◆ **Your assignment**: Quote the listing below in full and exactly as written, but omit every picture.

▼

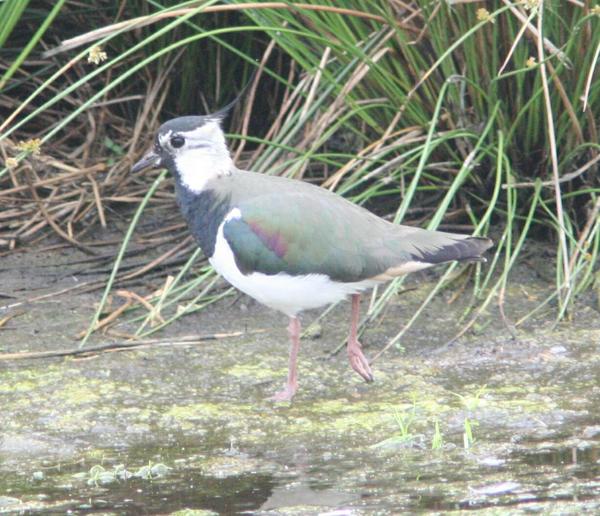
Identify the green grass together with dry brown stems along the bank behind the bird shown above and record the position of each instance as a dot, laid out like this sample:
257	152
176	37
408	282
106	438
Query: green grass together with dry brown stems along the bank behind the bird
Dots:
448	115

▲

◆ **Task solution**:
Identify the green grass together with dry brown stems along the bank behind the bird shown above and record the position of each instance as a dot, laid out like this sample:
257	152
176	37
408	282
106	438
Query: green grass together with dry brown stems along the bank behind the bird
Dots:
448	115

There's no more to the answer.